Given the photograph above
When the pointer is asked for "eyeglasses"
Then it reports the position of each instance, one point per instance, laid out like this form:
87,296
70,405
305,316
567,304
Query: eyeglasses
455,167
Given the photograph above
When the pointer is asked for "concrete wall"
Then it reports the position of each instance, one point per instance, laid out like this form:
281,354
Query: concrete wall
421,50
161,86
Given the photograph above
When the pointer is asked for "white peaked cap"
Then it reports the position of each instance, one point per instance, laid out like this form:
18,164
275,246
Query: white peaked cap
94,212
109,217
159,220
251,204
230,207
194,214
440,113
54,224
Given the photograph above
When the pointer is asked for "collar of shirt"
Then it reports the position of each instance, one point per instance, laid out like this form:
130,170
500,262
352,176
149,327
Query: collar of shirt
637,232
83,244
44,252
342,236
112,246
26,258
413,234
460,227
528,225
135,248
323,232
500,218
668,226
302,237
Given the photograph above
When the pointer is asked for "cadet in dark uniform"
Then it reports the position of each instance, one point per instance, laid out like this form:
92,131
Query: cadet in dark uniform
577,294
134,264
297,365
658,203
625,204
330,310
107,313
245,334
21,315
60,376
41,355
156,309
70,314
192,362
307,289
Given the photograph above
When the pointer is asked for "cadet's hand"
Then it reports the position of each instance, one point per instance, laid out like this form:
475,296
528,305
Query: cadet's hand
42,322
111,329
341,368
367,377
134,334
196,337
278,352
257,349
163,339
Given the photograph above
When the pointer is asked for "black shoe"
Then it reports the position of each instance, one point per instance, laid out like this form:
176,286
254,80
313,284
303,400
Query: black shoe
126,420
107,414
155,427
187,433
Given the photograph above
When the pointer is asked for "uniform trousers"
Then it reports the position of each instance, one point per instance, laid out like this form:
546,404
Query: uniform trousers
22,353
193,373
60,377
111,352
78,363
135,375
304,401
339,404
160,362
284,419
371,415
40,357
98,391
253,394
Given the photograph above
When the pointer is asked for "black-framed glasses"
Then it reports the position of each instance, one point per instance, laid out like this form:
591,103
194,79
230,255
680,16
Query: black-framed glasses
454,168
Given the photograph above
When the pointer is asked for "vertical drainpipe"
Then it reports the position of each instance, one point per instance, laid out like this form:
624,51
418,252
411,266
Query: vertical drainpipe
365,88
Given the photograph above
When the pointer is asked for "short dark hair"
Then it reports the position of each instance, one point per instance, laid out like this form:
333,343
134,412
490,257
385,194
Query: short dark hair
+ + + + +
Scan the material above for the string "short". Return each line where it occurs.

- _SOLUTION TO THE EXERCISE_
When the pointer is asked for "short dark hair"
Query: short dark hair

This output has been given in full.